Dataset excerpts:
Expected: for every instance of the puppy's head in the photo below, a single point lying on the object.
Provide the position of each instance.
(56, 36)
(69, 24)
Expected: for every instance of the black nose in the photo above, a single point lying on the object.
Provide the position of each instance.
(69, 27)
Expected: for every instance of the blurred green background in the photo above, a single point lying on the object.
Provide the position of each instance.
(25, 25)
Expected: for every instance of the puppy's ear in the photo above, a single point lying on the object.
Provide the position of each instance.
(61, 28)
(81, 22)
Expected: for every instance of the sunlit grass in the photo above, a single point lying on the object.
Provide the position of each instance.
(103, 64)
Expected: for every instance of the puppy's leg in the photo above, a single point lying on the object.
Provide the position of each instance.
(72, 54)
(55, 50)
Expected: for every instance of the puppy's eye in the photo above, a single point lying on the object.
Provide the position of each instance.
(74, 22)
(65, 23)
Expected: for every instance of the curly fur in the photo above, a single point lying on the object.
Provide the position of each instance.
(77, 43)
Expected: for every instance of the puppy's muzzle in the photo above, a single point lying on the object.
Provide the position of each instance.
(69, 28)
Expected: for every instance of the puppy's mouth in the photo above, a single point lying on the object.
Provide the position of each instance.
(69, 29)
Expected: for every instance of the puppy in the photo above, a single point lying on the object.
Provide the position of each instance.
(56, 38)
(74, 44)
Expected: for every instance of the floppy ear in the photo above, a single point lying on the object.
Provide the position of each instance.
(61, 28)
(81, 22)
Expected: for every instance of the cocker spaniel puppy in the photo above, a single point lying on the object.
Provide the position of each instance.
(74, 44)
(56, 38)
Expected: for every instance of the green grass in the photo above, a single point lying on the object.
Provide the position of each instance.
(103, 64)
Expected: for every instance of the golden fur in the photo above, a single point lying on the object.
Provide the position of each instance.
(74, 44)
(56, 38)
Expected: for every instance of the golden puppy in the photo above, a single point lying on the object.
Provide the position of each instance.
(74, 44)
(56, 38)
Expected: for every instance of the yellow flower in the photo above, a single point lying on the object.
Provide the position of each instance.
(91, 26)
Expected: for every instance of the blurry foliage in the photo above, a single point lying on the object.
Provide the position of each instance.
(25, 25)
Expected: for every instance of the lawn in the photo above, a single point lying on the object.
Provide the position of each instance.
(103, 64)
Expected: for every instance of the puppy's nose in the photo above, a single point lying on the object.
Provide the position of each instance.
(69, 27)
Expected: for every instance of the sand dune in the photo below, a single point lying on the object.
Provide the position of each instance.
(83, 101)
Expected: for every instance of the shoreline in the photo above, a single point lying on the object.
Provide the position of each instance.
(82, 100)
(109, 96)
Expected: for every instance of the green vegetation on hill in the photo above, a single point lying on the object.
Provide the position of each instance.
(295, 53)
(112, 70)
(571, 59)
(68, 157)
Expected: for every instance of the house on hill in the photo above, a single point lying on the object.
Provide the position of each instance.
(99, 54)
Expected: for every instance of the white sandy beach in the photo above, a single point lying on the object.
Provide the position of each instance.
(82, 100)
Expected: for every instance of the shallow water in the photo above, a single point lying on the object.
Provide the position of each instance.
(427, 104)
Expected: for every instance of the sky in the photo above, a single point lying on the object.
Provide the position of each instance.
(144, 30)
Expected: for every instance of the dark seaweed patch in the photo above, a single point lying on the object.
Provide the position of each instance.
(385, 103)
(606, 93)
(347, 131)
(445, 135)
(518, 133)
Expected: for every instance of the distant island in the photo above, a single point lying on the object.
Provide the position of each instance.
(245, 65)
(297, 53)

Task directions:
List every line from the entries above in which "hill" appears.

Response:
Expected: for every instance of the green vegetation on hill in the photo above, a single point lying on the object.
Expected: for every instance of the house on hill in the photo above, a single point lying on the object.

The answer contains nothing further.